*WHAT THE TASK REQUIRES:*
Convert every line of the listing below into a Markdown table with the columns "Row" and "Line", numbering the rows consecutively and omitting blank lines.

--- START RAW RECORDS ---

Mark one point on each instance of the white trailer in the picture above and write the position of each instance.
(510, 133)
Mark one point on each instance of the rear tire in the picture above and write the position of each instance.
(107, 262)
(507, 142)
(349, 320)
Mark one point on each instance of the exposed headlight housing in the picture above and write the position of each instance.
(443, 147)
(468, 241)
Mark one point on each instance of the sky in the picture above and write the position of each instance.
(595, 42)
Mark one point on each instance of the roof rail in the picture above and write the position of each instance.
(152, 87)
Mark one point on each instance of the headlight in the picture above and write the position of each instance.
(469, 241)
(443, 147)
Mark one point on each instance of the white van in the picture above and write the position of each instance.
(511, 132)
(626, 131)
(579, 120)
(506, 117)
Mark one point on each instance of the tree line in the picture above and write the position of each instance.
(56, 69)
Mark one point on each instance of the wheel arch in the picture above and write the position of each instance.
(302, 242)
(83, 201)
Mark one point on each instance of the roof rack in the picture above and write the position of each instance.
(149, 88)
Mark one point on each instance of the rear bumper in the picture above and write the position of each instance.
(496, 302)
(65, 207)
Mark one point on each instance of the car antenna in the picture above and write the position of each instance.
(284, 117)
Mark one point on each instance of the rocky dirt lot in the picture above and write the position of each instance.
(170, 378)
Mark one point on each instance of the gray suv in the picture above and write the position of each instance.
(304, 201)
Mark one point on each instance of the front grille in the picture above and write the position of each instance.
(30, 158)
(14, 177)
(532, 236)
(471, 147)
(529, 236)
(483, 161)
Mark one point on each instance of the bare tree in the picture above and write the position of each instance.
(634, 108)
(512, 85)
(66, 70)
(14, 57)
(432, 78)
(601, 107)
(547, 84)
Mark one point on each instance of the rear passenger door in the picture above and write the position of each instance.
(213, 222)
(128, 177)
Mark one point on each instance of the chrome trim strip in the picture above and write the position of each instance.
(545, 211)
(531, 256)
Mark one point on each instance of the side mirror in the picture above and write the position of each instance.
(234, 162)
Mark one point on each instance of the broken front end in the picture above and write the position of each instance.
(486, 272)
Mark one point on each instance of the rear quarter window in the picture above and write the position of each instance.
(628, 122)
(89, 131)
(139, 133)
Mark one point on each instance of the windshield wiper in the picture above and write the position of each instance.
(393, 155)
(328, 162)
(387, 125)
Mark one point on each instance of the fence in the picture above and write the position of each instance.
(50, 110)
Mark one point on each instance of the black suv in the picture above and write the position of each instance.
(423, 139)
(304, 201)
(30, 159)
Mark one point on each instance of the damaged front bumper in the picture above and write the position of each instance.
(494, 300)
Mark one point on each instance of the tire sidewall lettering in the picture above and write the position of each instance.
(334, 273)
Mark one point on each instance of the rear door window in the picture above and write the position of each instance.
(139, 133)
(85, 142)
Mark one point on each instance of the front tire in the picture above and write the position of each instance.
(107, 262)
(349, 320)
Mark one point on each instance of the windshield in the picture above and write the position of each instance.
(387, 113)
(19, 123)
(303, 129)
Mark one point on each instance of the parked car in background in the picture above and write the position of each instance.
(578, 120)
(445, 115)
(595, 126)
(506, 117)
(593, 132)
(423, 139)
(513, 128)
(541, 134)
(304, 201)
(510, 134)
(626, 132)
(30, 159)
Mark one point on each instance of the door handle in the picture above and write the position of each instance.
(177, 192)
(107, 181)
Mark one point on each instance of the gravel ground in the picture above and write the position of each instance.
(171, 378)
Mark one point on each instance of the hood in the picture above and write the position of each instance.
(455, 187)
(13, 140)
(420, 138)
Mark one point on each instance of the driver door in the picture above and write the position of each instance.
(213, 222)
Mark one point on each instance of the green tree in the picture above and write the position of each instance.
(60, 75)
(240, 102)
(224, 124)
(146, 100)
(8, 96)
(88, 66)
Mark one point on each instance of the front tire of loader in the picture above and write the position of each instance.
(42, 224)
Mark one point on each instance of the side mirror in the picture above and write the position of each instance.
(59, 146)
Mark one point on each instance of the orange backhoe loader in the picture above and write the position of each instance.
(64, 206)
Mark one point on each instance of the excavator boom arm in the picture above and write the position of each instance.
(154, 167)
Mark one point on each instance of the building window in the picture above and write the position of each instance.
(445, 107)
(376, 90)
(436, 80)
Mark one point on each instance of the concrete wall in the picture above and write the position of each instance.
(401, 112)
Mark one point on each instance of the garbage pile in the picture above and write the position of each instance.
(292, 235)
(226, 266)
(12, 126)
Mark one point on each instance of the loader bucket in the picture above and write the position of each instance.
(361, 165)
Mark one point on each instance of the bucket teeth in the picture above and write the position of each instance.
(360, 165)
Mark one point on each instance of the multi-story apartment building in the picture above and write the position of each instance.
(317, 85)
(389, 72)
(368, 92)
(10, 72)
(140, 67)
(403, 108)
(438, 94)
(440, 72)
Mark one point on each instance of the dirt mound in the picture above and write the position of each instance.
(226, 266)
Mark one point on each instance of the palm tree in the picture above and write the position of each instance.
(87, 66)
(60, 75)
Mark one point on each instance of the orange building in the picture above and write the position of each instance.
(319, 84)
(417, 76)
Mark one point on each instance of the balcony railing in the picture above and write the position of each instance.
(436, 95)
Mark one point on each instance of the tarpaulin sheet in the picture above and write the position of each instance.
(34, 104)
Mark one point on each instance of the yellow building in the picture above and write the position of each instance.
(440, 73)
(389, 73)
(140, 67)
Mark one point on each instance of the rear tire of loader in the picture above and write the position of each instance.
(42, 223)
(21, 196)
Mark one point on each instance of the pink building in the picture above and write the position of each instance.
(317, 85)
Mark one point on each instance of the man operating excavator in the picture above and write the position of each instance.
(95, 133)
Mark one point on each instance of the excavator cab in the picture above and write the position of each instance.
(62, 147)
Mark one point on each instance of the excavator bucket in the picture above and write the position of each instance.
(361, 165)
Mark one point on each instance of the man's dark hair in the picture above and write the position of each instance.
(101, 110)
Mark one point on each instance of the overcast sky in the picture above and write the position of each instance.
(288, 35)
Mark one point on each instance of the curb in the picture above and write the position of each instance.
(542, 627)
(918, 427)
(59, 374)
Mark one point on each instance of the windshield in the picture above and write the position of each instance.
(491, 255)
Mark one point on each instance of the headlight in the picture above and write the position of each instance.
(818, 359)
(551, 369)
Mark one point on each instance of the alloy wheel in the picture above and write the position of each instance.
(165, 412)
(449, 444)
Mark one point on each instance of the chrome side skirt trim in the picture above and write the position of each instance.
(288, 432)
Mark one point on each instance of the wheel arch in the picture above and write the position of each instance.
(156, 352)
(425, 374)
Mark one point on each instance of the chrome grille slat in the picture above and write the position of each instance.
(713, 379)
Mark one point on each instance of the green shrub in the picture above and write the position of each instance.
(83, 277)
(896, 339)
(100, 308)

--- END RAW RECORDS ---

*OUTPUT FOR THIS EXERCISE:*
| Row | Line |
|---|---|
| 1 | Mark one point on each instance of the white trailer in the picture above and write the position of each instance. |
| 2 | (510, 133) |
| 3 | Mark one point on each instance of the rear tire in the picture above and write the position of each instance. |
| 4 | (107, 262) |
| 5 | (507, 142) |
| 6 | (349, 320) |
| 7 | Mark one point on each instance of the exposed headlight housing in the picture above and write the position of each instance. |
| 8 | (443, 147) |
| 9 | (468, 241) |
| 10 | Mark one point on each instance of the sky in the picture above and write the position of each instance. |
| 11 | (595, 42) |
| 12 | Mark one point on each instance of the roof rail in the picture above and write the position of each instance. |
| 13 | (152, 87) |
| 14 | Mark one point on each instance of the headlight in the picture above and write the position of each instance. |
| 15 | (469, 241) |
| 16 | (443, 147) |
| 17 | Mark one point on each instance of the white van in the picture above and write the position of each instance. |
| 18 | (511, 132) |
| 19 | (626, 131) |
| 20 | (579, 120) |
| 21 | (506, 117) |
| 22 | Mark one point on each instance of the tree line in the picture above and write the position of each instance. |
| 23 | (56, 69) |
| 24 | Mark one point on each instance of the wheel arch in the picture above and write the position of each instance. |
| 25 | (302, 242) |
| 26 | (83, 201) |
| 27 | Mark one point on each instance of the roof rack in the picture above and write the position of each instance. |
| 28 | (149, 88) |
| 29 | Mark one point on each instance of the rear bumper in the picture above and write the position of each instance. |
| 30 | (496, 302) |
| 31 | (65, 207) |
| 32 | Mark one point on each instance of the car antenna in the picture above and write the position of each instance. |
| 33 | (284, 117) |
| 34 | Mark one point on each instance of the rocky dirt lot in the picture above and write the position of each instance. |
| 35 | (170, 378) |
| 36 | Mark one point on each instance of the gray suv in the picture above and write the position of each instance. |
| 37 | (304, 201) |
| 38 | Mark one point on each instance of the front grille in the picture above and write the position of each instance. |
| 39 | (30, 158) |
| 40 | (14, 177) |
| 41 | (532, 236) |
| 42 | (471, 147) |
| 43 | (529, 236) |
| 44 | (483, 161) |
| 45 | Mark one point on each instance of the bare tree in the picture above and write the position of each instance. |
| 46 | (634, 108) |
| 47 | (512, 85) |
| 48 | (66, 70) |
| 49 | (14, 57) |
| 50 | (432, 78) |
| 51 | (601, 107) |
| 52 | (547, 84) |
| 53 | Mark one point on each instance of the rear passenger door in the picture above and write the position of each instance. |
| 54 | (213, 222) |
| 55 | (128, 177) |
| 56 | Mark one point on each instance of the chrome trim strip in the picture above and write the position of each instance. |
| 57 | (545, 211) |
| 58 | (531, 256) |
| 59 | Mark one point on each instance of the side mirror in the picture above and write the position of each instance. |
| 60 | (234, 162) |
| 61 | Mark one point on each instance of the broken front end in the picture above and write the position of each instance. |
| 62 | (486, 272) |
| 63 | Mark one point on each instance of the rear quarter window in the picture above and write the position of each instance. |
| 64 | (628, 122) |
| 65 | (89, 131) |
| 66 | (139, 133) |
| 67 | Mark one point on each instance of the windshield wiper in the picture above and write the position of each instance. |
| 68 | (393, 155) |
| 69 | (328, 162) |
| 70 | (387, 125) |
| 71 | Mark one point on each instance of the fence in the picture above and write the position of each instance. |
| 72 | (50, 110) |
| 73 | Mark one point on each instance of the black suv in the picture above and write the position of each instance. |
| 74 | (423, 139) |
| 75 | (304, 201) |
| 76 | (30, 159) |
| 77 | Mark one point on each instance of the damaged front bumper in the picture above and write the position of each instance. |
| 78 | (494, 300) |
| 79 | Mark one point on each instance of the tire sidewall lettering in the picture above and write the position of each instance. |
| 80 | (334, 273) |
| 81 | Mark one point on each instance of the rear door window in the picture above and write the position of each instance. |
| 82 | (139, 133) |
| 83 | (85, 142) |
| 84 | Mark one point on each instance of the front tire in the picture above and write the position of each instance. |
| 85 | (107, 262) |
| 86 | (349, 320) |
| 87 | Mark one point on each instance of the windshield in the picture above and write the position of each instance. |
| 88 | (387, 113) |
| 89 | (19, 123) |
| 90 | (303, 129) |
| 91 | Mark one point on each instance of the parked car in background in the picture above and write the position of each instance. |
| 92 | (578, 120) |
| 93 | (445, 115) |
| 94 | (595, 126) |
| 95 | (506, 117) |
| 96 | (593, 132) |
| 97 | (423, 139) |
| 98 | (513, 128) |
| 99 | (541, 134) |
| 100 | (304, 201) |
| 101 | (510, 134) |
| 102 | (626, 132) |
| 103 | (30, 159) |
| 104 | Mark one point on each instance of the door handle in the picture above and write the position of each instance. |
| 105 | (177, 192) |
| 106 | (107, 181) |
| 107 | Mark one point on each instance of the gravel ground in the picture above and write the position of each instance. |
| 108 | (171, 378) |
| 109 | Mark one point on each instance of the hood in the picture above and write the position of each instance. |
| 110 | (455, 187) |
| 111 | (13, 140) |
| 112 | (420, 138) |
| 113 | Mark one point on each instance of the driver door in the picture above and write the position of each instance. |
| 114 | (213, 222) |
| 115 | Mark one point on each instance of the green tree in the picture above and write the position of each instance. |
| 116 | (60, 75) |
| 117 | (240, 102) |
| 118 | (224, 124) |
| 119 | (146, 100) |
| 120 | (8, 96) |
| 121 | (88, 66) |
| 122 | Mark one point on each instance of the front tire of loader in the picture above and write the position of each instance. |
| 123 | (42, 224) |
| 124 | Mark one point on each instance of the side mirror in the picture above and write the position of each instance. |
| 125 | (59, 146) |
| 126 | Mark one point on each instance of the orange backhoe loader in the picture above and write the position of each instance. |
| 127 | (64, 206) |
| 128 | Mark one point on each instance of the excavator boom arm in the picture above and write the position of each instance. |
| 129 | (154, 167) |
| 130 | Mark one point on each instance of the building window in the picture above and write the position of each instance. |
| 131 | (445, 107) |
| 132 | (376, 90) |
| 133 | (436, 80) |
| 134 | Mark one point on each instance of the concrete wall in the picture above and write the position of each instance. |
| 135 | (401, 112) |
| 136 | Mark one point on each instance of the garbage pile in the picture above and write the position of each instance. |
| 137 | (292, 235) |
| 138 | (226, 266) |
| 139 | (12, 126) |
| 140 | Mark one point on each instance of the loader bucket in the picture above and write the position of each instance. |
| 141 | (361, 165) |
| 142 | Mark one point on each instance of the bucket teeth in the picture above and write the position of each instance. |
| 143 | (360, 165) |
| 144 | Mark one point on each instance of the multi-story apartment building in the picture above and write the position of each instance. |
| 145 | (317, 85) |
| 146 | (389, 72) |
| 147 | (368, 92) |
| 148 | (10, 72) |
| 149 | (140, 67) |
| 150 | (403, 108) |
| 151 | (438, 94) |
| 152 | (440, 72) |
| 153 | Mark one point on each instance of the dirt mound in the picture above and write the position of each instance. |
| 154 | (226, 266) |
| 155 | Mark one point on each instance of the palm tree in the picture above and write the position of each instance. |
| 156 | (87, 66) |
| 157 | (60, 75) |
| 158 | Mark one point on each instance of the orange building in the picture above and write the position of each instance. |
| 159 | (319, 84) |
| 160 | (417, 76) |
| 161 | Mark one point on each instance of the balcony railing in the picture above and write the position of each instance. |
| 162 | (436, 95) |
| 163 | Mark one point on each instance of the tarpaulin sheet in the picture above and write the position of each instance. |
| 164 | (34, 104) |
| 165 | Mark one point on each instance of the yellow building in the picture above and write the position of each instance. |
| 166 | (440, 73) |
| 167 | (389, 73) |
| 168 | (140, 67) |
| 169 | Mark one point on each instance of the rear tire of loader in the picture above and write the position of each instance. |
| 170 | (42, 223) |
| 171 | (21, 196) |
| 172 | Mark one point on each instance of the pink building in the picture above and write the position of each instance. |
| 173 | (317, 85) |
| 174 | Mark one point on each instance of the man operating excavator in the picture above and write the position of each instance. |
| 175 | (95, 133) |
| 176 | Mark one point on each instance of the excavator cab in the picture above and write the position of each instance. |
| 177 | (62, 147) |
| 178 | Mark one point on each instance of the excavator bucket in the picture above and write the position of each instance. |
| 179 | (361, 165) |
| 180 | Mark one point on each instance of the man's dark hair in the picture above and write the position of each instance. |
| 181 | (101, 110) |
| 182 | Mark one point on each instance of the overcast sky in the picture above and write the position of each instance. |
| 183 | (288, 35) |
| 184 | Mark one point on each instance of the curb in the picture above and write the position of each instance. |
| 185 | (542, 627) |
| 186 | (918, 427) |
| 187 | (59, 374) |
| 188 | Mark one point on each instance of the windshield in the picture above and write the position of each instance. |
| 189 | (491, 255) |
| 190 | Mark one point on each instance of the headlight in the picture above and write the position of each instance. |
| 191 | (818, 359) |
| 192 | (551, 369) |
| 193 | Mark one point on each instance of the alloy wheel in the picture above and write the position of each instance. |
| 194 | (165, 412) |
| 195 | (449, 444) |
| 196 | Mark one point on each instance of the chrome side skirt trim in the picture above and write the position of each instance. |
| 197 | (288, 432) |
| 198 | Mark one point on each instance of the wheel arch in the picture above and write the position of each instance. |
| 199 | (156, 352) |
| 200 | (425, 374) |
| 201 | Mark one point on each instance of the chrome grille slat in the picture above and write the position of each instance. |
| 202 | (713, 379) |
| 203 | Mark one point on each instance of the green shrub in the picture above and write the position of each instance. |
| 204 | (83, 277) |
| 205 | (896, 339) |
| 206 | (100, 308) |